### Set problem
How many of the lines below contain the string "photograph"? Reply with the number alone.

### Input

____________________

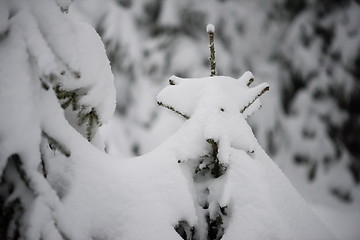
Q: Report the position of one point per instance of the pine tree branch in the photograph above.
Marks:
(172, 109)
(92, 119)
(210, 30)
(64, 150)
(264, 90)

____________________

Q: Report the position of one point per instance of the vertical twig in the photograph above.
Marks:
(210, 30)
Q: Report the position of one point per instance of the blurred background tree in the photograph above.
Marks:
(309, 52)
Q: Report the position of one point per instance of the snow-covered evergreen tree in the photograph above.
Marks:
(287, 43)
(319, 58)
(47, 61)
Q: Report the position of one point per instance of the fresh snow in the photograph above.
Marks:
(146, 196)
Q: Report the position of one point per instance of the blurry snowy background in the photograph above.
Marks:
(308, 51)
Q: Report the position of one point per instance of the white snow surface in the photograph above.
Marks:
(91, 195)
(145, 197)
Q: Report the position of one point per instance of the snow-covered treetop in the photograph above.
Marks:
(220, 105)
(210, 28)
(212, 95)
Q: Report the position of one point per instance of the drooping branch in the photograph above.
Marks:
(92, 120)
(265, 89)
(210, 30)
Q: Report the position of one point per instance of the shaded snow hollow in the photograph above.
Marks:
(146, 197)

____________________

### Reply
10